How to complete this task: Please transcribe exactly, and only, the lines of the data below between the line holding "action | put a dot on each instance of the breakfast" and the line holding "query | recessed ceiling light", inclusive.

Listed entries:
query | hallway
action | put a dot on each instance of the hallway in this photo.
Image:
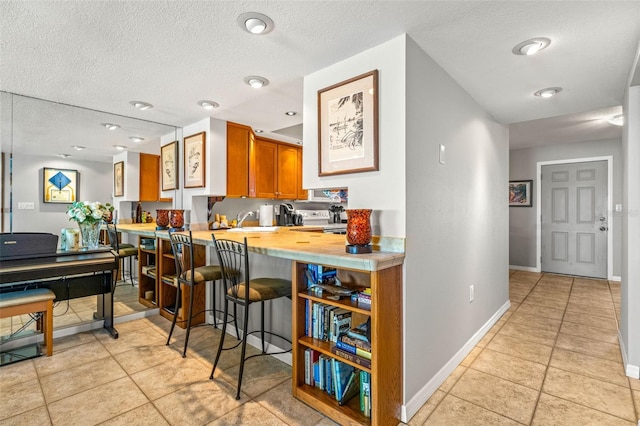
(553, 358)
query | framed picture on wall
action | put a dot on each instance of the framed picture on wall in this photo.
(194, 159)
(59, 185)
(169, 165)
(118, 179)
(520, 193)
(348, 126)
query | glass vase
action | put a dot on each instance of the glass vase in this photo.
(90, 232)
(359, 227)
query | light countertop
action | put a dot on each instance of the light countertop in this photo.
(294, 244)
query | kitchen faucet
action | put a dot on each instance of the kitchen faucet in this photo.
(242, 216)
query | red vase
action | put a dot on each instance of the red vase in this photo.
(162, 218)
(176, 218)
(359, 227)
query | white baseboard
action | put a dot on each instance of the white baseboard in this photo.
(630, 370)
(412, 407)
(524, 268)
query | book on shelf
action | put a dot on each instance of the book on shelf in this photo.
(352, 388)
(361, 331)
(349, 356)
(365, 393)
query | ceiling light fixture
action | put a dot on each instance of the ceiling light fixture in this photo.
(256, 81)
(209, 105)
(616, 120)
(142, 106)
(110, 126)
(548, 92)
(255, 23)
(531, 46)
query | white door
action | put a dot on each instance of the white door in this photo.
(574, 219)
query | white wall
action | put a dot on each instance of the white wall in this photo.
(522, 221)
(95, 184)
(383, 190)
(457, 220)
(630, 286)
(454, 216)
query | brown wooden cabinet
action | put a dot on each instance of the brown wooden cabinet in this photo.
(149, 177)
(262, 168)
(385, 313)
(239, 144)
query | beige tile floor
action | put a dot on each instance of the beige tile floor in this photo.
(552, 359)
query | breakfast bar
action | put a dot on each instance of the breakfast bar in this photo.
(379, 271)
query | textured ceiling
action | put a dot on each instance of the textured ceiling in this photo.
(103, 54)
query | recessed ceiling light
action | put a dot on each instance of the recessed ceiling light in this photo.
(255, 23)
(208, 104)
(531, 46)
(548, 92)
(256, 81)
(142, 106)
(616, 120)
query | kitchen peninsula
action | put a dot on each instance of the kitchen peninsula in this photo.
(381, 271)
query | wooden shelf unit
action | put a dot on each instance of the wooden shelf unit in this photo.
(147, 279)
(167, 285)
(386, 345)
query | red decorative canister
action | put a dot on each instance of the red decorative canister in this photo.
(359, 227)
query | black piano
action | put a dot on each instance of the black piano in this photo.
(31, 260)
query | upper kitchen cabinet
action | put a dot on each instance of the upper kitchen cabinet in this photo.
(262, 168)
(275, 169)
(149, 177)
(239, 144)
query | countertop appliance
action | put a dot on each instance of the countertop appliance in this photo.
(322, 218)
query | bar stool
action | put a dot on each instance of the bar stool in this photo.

Response for this exercise:
action | put a dot on each instance of the breakfast bar in this photo.
(379, 271)
query | textured ceiling
action | put a dot on each instance of the textured ceiling in this photo.
(103, 54)
query | recessed ceiling light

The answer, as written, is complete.